• **PASSAGE SHOWN**
On the contrary, in the high-pressure turbine 4 shown in FIG. 2, the front-stage vane ring 45 is made to be a separate member from the annular member 43, so that a time required for the vane planting work can be shortened as described above.

FIG. 3 is a diagram schematically showing a part of a cross section taken along line II-II in FIG. 2 and viewed in a direction of an arrow. In FIG. 3, illustration of the rotor 13 is omitted. As shown in FIG. 3, the high-pressure turbine 4 according to one embodiment includes the first joining bolt 76 which is a joining bolt that joins the annular member upper half portion 43U and the annular member lower half portion 43L, and which is disposed within a range in which the seal region 431 is formed along the axial direction. The high-pressure turbine 4 according to one embodiment includes the second joining bolt 77 which is disposed on the radial outer side with respect to the first joining bolt 76, and whose position in the axial direction overlaps with the first joining bolt 76. In the example shown in FIG. 3, the first joining bolt 76 and the second joining bolt 77 are disposed at the same axial position.

In the high-pressure turbine 4 according to one embodiment, as described above, compared to the steam turbine 4X of the related art, the annular member 43 can be made smaller than the inner casing 435X in the steam turbine 4X of the related art. In this way, the first joining bolt 76 and the second joining bolt 77 can be disposed side by side in the radial direction without increasing the size of the outer casing 41. Therefore, it is possible to increase the pressure of the supplied steam without increasing the size of the outer casing 41.

In the high-pressure turbine 4 according to one embodiment, as described above, the seal region 431 and the front-stage vane ring 45 form the first cavity 71 to which the main steam Sin is supplied, between the seal region 431 and the front-stage vane ring 45.

In this way, since it is not necessary to separately provide a chamber for steam supply, an increase in the physical size of the high-pressure turbine 4 (the steam turbine 20) can be suppressed.

In the high-pressure turbine 4 according to one embodiment, as described above, the front-stage vane ring 45 and the rear-stage stator vane holding region 433 form the second cavity 72 to which the bypass steam Sby from the bypass pipe 16 is supplied, between the front-stage vane ring 45 and the rear-stage stator vane holding region 433.

In this way, the bypass steam Sby that is supplied in order to obtain an output exceeding the rated output in the high-pressure turbine 4 can be supplied to the second cavity 72. In this way, an output exceeding the rated output can be obtained in the high-pressure turbine 4.

Dataset items
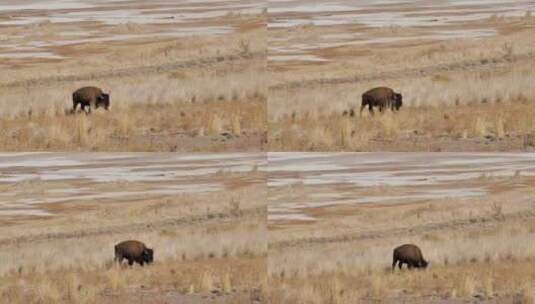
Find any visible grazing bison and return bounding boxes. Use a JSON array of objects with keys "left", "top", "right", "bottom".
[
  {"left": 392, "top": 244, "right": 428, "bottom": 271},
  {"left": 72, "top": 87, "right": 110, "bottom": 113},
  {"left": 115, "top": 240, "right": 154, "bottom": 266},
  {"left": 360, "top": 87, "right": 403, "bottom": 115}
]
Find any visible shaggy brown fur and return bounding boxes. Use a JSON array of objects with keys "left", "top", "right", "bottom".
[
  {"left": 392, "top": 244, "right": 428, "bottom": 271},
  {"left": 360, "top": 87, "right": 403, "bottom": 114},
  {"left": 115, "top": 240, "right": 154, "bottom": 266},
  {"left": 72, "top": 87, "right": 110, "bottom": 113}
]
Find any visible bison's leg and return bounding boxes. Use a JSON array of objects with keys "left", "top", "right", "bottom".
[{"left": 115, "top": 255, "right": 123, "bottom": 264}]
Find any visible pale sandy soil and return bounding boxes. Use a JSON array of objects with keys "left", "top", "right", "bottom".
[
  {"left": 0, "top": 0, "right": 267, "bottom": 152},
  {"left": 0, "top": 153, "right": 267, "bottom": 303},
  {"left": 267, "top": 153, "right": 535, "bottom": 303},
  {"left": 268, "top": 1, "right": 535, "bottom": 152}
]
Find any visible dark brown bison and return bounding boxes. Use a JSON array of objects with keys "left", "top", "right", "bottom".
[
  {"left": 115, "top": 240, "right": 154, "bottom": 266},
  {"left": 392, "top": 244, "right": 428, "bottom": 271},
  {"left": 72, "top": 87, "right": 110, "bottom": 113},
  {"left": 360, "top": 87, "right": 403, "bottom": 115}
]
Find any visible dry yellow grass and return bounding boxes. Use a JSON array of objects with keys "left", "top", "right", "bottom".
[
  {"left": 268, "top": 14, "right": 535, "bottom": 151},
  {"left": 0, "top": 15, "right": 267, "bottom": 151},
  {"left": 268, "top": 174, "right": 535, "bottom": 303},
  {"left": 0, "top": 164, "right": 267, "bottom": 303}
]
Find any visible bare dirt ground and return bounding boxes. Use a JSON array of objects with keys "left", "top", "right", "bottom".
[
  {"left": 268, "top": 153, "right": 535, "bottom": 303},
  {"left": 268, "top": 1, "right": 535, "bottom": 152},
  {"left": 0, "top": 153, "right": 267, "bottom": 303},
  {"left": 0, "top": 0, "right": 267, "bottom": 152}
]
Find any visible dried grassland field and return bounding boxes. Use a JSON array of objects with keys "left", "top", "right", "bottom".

• **STATED PROBLEM 1**
Answer these questions using the turbine passage:
(a) What is supplied to the first cavity 71?
(b) On which side of the first joining bolt 76 is the second joining bolt 77 placed?
(c) What is supplied to the second cavity 72, and where does it come from?
• **STATED PROBLEM 2**
How many lines in the entries contain the word "brown"? Reply with the number only.
The entries are unrelated to the turbine passage.

• **FULL ANSWER 1**
(a) The main steam Sin.
(b) On the radial outer side.
(c) The bypass steam Sby, which comes from the bypass pipe 16.

• **FULL ANSWER 2**
2